::: Text provided
1. SMARTCLAVE - Digital Twin for Autoclave Curing of Composites
Led the development of SMARTCLAVE, a high-fidelity digital twin incorporating integrated multi-scale, multi-physics sub-models to predict process-induced material responses, including defects and distortion, during autoclave curing of fiber-reinforced composite aerospace components. A distinguishing capability of SMARTCLAVE is its advanced thermal CFD module, which generates spatially and temporally varying, physics-based heat transfer coefficient (HTC) maps arising from the interaction between turbulent flow and convective heat transfer. These HTC maps drive tightly coupled thermochemical, consolidation, and stress models for downstream finite element analysis. SMARTCLAVE accurately captures the 3D evolution of temperature, resin pressure, and degree of cure, while predicting local defects such as voids, delamination, resin-rich regions, and ply waviness, as well as mesoscale part distortion. The tool has been deployed with a user-friendly GUI, enabling practical adoption in industrial environments.
::::::
::: Exercise inputs
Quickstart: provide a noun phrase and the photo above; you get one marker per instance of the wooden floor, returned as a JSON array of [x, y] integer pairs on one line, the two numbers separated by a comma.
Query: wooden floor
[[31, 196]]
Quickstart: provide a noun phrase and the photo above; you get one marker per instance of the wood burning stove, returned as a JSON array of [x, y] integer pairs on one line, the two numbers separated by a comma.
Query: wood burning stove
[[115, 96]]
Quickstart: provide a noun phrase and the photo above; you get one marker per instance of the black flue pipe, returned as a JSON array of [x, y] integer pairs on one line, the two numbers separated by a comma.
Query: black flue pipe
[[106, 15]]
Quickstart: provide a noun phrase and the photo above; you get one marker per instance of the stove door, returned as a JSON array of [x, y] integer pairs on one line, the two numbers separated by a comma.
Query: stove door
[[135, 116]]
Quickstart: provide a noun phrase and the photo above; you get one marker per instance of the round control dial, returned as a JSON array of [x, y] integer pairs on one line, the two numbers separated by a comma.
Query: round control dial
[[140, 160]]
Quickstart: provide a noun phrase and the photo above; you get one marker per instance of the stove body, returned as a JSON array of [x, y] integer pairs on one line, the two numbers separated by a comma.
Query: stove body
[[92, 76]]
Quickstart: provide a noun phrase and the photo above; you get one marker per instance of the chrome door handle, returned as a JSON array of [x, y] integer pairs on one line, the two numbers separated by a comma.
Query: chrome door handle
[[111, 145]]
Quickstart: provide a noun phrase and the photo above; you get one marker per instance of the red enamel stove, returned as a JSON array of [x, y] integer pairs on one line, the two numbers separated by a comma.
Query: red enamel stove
::::::
_Short problem A_
In the SMARTCLAVE text, what does the thermal CFD module generate?
_Short problem B_
Rewrite the listing lines from the line that contains "stove body, returned" through the end of the listing, keeping every line. Increase each x and y coordinate in the answers by 72.

_Full output A_
It generates spatially and temporally varying, physics-based heat transfer coefficient (HTC) maps.

_Full output B_
Quickstart: provide a noun phrase and the photo above; you get one marker per instance of the stove body, returned as a JSON array of [x, y] integer pairs on one line, the two numbers separated by a comma.
Query: stove body
[[164, 148]]
Quickstart: provide a noun phrase and the photo above; you get one marker per instance of the chrome door handle, returned as a JSON array of [x, y] integer pairs on one line, the two numbers separated by a comma.
Query: chrome door handle
[[183, 217]]
Quickstart: provide a noun phrase and the photo above; you get one marker per instance of the red enamel stove, returned as a JSON array of [x, y] integer pairs on one line, the two numbers separated by a comma.
Query: red enamel stove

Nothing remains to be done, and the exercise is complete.